Énoncé du problème 1: Restituez mot pour mot le passage de l'extrait à lire qui va de « Le dernier est » jusqu'à « sur la lande. » inclus.
Énoncé du problème 2: D'après l'extrait à lire, de quelle ville revient le neveu de sir Charles Baskerville ?
Énoncé du problème 3: Expliquez, en vous appuyant sur l'extrait à lire, ce qui empêchait la jeune fille poursuivie de courir dans la lande.

Extrait à lire:
· · · · · · ·

La légende veut qu’au 18ème siècle, sir Hugo Baskerville (David Oxley), triste sire mâle, blanc et dominateur, ait chassé, violé et tué une jeune fille d’auberge dans la lande de Dartmoor, dans les ruines d’une abbaye. Romantique, is’nt it ? La fille, épaules découvertes jusqu’aux seins mais affublée de jupes, jupons et falbalas qui l’empêchent de courir s’est sauvée dans la lande, tombant ici ou là comme les femmes savent le faire dans tous les films avant aujourd’hui, poursuivie par la meute de chiens courants des Baskerville et par le sire à cheval. Jusqu’à ce que… Aaooouuuhhh ! Un hurlement de bête sortie des enfers ne stoppe la meute qui reflue, la queue entre les jambes. Sages bêtes ! Ce n’est pas le cas du diabolique sir Hugo qui persévère dans l’erreur, sinon dans le péché de serial violeur. Il garde sa queue droite et la brandit, sous la forme d’un poignard courbe (signe traître du Croissant) sur le corps tombé à terre de la belle pâmée. Il la viole en la poignardant au sein, c’est pareil. A cet instant, Aaooouuuhhh ! Le monstre infernal lui fond dessus et croq ! croq ! L’égorge en un seul branle de mâchoires. Dès lors, une malédiction pèse sur les Baskerville : tous finissent morts dans la lande la nuit. Pas tous croqués, mais tous terrorisés.

Le dernier est sir Charles Baskerville, dont le docteur du coin Mortimer (Francis De Wolff) qui sert de notaire, de confesseur et de médecin, vient soumettre le cas à Sherlock Holmes (Peter Cushing) dans son appartement de Londres. Il est mort sans blessures, mais d’une frayeur inouïe – et de faiblesse cardiaque. Car, dans l’esprit de Holmes, il ne saurait y avoir une quelconque once de romantisme. Les faits, rien que les faits. Toute la rigueur scientifique pour observer, disséquer, comprendre. Les émois du docteur ne sont pas recevables, mais la destinée du dernier des Baskerville, le neveu de sir Charles qui revient de Johannesburg, lui importe. Il va donc le visiter à son hôtel de Londres, avant qu’il ne parte pour la lande de Dartmoor prendre posession du manoir ancestral sur la lande.

· · · · · · ·

Informations extraites:
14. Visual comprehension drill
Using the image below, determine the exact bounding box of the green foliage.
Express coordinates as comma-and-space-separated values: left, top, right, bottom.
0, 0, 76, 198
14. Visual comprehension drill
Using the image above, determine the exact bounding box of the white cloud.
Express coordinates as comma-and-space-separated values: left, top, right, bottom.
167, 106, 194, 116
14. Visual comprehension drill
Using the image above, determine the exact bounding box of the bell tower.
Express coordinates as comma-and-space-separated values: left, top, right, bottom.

· · · · · · ·

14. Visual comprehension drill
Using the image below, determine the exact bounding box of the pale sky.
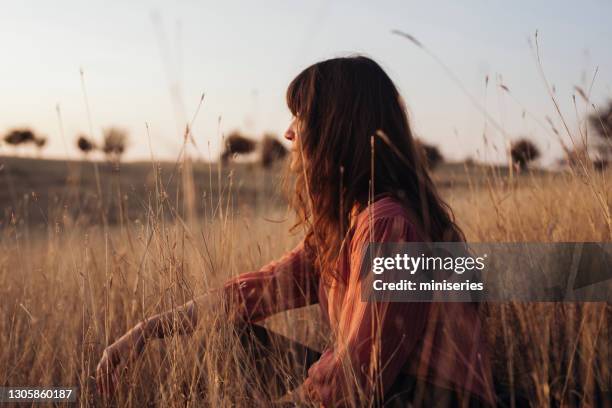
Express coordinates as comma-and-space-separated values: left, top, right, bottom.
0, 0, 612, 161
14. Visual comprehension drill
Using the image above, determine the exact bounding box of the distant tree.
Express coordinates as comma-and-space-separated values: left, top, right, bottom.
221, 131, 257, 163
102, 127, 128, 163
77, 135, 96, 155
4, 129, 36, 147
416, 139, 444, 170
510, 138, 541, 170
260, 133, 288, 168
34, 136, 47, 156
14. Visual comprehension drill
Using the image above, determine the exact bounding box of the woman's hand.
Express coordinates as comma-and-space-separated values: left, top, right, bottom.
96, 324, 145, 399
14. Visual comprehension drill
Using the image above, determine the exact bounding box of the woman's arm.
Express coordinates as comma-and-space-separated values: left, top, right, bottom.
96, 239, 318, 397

· · · · · · ·

Réponse à l'exercice 1:
Le dernier est sir Charles Baskerville, dont le docteur du coin Mortimer (Francis De Wolff) qui sert de notaire, de confesseur et de médecin, vient soumettre le cas à Sherlock Holmes (Peter Cushing) dans son appartement de Londres. Il est mort sans blessures, mais d’une frayeur inouïe – et de faiblesse cardiaque. Car, dans l’esprit de Holmes, il ne saurait y avoir une quelconque once de romantisme. Les faits, rien que les faits. Toute la rigueur scientifique pour observer, disséquer, comprendre. Les émois du docteur ne sont pas recevables, mais la destinée du dernier des Baskerville, le neveu de sir Charles qui revient de Johannesburg, lui importe. Il va donc le visiter à son hôtel de Londres, avant qu’il ne parte pour la lande de Dartmoor prendre posession du manoir ancestral sur la lande.

Réponse à l'exercice 2: Il revient de Johannesburg.

Réponse à l'exercice 3: Elle portait des jupes, des jupons et des falbalas qui l'empêchaient de courir.